**Dati forniti:**
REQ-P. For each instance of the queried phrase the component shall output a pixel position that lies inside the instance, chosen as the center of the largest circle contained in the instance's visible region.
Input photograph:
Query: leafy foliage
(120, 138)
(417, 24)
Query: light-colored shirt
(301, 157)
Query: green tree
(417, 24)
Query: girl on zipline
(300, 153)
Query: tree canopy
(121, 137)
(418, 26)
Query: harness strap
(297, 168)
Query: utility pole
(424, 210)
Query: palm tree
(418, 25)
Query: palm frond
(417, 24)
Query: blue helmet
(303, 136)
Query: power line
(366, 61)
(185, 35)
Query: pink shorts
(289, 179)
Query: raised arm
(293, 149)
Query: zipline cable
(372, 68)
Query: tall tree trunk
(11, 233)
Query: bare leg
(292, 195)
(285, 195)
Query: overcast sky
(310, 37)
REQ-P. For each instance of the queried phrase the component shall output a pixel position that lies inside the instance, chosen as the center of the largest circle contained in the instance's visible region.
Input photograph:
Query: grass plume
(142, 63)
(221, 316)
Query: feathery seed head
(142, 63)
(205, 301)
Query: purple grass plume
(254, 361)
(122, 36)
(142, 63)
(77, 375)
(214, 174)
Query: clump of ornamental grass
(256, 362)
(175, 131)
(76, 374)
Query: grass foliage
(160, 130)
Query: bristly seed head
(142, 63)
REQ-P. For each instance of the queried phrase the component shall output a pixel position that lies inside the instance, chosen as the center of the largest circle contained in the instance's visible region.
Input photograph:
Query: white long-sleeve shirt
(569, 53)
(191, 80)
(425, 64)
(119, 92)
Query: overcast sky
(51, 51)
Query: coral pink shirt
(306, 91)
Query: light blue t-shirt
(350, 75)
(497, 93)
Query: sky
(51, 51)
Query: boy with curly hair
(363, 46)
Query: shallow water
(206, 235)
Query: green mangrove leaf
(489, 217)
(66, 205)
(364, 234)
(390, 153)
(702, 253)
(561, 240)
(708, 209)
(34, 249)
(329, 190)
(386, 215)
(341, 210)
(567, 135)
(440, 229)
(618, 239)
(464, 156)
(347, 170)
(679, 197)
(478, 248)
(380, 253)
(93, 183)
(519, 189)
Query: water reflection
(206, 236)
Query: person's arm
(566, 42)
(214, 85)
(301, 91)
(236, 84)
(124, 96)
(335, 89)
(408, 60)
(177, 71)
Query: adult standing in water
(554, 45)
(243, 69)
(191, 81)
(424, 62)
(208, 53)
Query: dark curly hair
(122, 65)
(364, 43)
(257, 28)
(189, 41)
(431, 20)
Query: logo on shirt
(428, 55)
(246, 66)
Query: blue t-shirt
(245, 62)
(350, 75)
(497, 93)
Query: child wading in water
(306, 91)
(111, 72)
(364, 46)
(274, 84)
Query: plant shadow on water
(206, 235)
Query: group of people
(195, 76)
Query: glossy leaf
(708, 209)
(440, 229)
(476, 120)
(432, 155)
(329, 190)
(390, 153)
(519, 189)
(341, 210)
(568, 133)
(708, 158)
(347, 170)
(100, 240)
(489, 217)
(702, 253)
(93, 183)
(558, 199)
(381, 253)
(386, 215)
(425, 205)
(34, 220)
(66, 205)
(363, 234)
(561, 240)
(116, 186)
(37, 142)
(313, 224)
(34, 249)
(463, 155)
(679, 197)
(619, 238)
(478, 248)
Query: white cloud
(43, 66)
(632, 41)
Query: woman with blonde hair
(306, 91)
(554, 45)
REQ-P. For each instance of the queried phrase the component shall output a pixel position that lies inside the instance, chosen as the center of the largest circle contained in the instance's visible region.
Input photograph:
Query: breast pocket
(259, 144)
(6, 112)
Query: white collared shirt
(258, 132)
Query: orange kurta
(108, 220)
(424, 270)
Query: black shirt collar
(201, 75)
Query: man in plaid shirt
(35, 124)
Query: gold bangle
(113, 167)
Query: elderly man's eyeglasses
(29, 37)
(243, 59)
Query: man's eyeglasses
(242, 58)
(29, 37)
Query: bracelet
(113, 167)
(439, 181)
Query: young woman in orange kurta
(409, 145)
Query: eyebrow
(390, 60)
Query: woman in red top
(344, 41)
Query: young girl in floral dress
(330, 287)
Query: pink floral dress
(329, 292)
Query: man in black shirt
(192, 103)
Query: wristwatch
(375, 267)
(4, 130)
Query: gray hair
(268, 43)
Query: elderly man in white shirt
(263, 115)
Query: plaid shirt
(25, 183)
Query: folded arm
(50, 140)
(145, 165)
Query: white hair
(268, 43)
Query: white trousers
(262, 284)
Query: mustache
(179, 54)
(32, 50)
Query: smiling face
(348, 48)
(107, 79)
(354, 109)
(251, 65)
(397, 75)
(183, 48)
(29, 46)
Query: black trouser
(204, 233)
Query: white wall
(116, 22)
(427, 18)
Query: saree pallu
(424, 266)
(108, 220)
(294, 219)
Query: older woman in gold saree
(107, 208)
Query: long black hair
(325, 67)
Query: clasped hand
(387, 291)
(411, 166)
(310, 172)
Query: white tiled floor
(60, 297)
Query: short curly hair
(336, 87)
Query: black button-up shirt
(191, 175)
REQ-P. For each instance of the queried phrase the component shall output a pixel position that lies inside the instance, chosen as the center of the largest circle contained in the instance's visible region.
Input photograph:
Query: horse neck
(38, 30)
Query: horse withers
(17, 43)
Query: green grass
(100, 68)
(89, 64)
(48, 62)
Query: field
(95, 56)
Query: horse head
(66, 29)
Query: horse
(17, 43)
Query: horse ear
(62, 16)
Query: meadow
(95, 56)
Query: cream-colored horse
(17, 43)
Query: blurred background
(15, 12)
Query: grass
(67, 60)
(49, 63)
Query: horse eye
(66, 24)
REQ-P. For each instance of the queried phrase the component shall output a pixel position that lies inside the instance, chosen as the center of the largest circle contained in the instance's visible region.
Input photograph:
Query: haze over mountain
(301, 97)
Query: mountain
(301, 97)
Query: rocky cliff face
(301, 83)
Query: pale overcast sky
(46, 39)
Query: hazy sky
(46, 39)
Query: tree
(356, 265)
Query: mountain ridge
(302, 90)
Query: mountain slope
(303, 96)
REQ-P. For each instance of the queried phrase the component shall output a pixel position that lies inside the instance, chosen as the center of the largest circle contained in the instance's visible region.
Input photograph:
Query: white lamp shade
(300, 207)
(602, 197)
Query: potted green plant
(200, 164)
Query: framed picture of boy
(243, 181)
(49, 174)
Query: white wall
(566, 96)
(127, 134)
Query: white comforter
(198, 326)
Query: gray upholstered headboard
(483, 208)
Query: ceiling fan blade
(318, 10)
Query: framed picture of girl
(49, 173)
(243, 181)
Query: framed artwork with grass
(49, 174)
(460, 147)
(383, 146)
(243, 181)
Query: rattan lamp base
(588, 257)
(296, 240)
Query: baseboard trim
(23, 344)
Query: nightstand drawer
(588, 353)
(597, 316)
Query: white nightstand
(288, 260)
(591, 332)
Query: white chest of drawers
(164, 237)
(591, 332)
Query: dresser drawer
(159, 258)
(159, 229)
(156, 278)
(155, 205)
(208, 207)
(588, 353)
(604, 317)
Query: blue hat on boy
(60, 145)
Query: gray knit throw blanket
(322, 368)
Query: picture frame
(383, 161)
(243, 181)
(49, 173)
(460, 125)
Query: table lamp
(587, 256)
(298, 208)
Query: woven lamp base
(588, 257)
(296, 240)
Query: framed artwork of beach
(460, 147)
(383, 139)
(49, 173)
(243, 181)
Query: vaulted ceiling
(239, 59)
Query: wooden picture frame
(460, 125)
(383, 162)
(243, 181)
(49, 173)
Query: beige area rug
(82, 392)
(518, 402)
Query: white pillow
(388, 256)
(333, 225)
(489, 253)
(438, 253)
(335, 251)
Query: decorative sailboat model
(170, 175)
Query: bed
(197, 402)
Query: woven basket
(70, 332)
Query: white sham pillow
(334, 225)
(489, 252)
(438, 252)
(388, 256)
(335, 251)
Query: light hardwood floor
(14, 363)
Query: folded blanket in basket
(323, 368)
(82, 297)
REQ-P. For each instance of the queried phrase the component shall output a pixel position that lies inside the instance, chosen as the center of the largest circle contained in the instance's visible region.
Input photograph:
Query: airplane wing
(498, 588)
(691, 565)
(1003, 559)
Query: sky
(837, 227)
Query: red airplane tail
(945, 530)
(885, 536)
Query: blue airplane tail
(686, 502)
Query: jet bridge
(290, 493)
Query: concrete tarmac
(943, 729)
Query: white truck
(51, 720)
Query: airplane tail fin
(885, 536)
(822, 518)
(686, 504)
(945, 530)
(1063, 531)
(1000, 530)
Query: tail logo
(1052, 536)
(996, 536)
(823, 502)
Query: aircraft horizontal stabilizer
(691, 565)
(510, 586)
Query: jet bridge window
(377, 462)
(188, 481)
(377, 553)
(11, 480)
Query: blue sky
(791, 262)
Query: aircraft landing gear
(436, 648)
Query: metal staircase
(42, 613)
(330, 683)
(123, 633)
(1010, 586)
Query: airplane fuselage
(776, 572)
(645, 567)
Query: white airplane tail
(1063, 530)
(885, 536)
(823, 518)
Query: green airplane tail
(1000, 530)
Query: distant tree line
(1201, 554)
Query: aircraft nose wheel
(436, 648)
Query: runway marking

**Il compito:** Ricopia parola per parola le righe del materiale a partire da quella che contiene "Query: green airplane tail" e proseguendo fino alla fine del materiale, estremi compresi.

**Risultato dell'esercizio:**
Query: green airplane tail
(1000, 530)
Query: distant tree line
(1201, 554)
Query: aircraft nose wheel
(436, 648)
Query: runway marking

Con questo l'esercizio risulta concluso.